--- WRITTEN PROBLEM ---
Answer these questions about the excerpt on immigration and labor.
(a) What level did African American teenage unemployment approach in the 1980s?
(b) In what year did the wife of Martin Luther King join eight CEOs to oppose a Senate bill?
(c) On what grounds, "no less," did Big Business lobby the U.S. government to ignore pleas for economic justice?

--- EXTRACT ---
⁂

The government’s response to such protests and demands for economic justice? In the 1980s at a time when African American teenage unemployment approached a disgraceful 80 percent, Big Business cynically petitioned the INS for more visas for cheap foreign labor on grounds that there was an “unskilled labor shortage”. They largely got what they demanded. While Democrats courageously resisted such blatant attempts to lower the wages of legal Hispanic and African Americans, Reagan Amnesty apologists claimed that Americans wouldn’t stoop to perform the “dirty work” that only illegal workers would perform, ignoring the obvious fact that unemployed legal workers gladly and gratefully collect garbage and work in the coal mines if decent wages were paid...
It should be no surprise, therefore, that these demands for economic justice were taken up by the wife of Martin Luther King, who in 1991 joined with eight CEO’s of America’s leading African American organizations to oppose Republican Senator Orin Hatch’s bill to do away with sanctions against employers...
Given the success of Big Business in lobbying the U.S. government to ignore these pleas for economic justice — on grounds of “humanitarianism” no less — it is perhaps the ultimate irony that this success has translated also in flipping the partisan narrative to the point where even legal immigrants have been tricked into adopting the Reagan/Bush agenda against their own economic interest under the ideological banner of the party that for decades opposed it.

⁂

--- INFORMATION PROVIDED ---
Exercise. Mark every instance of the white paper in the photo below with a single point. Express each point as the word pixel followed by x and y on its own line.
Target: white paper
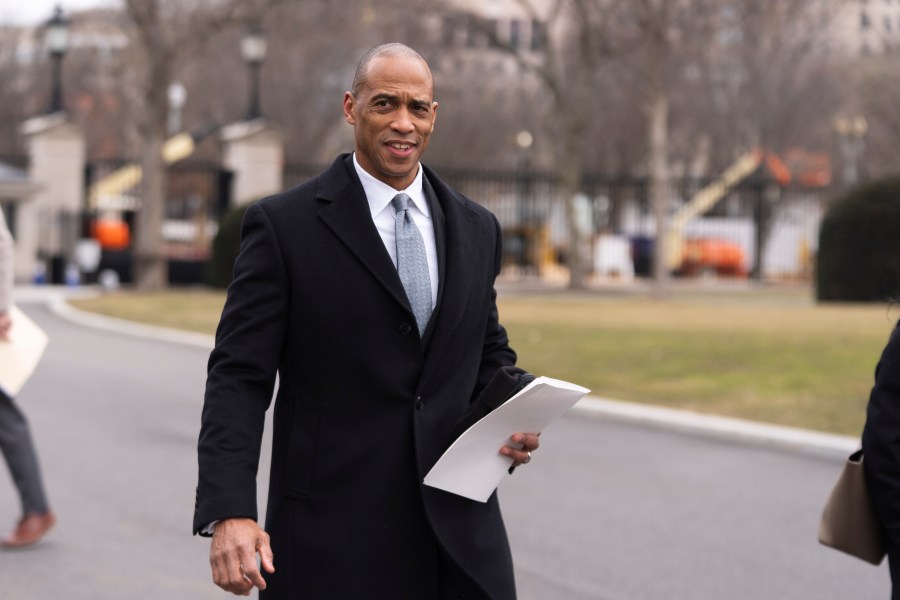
pixel 473 466
pixel 21 353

⁂

--- EXERCISE OUTPUT ---
(a) Nearly 80 percent.
(b) 1991.
(c) On grounds of "humanitarianism."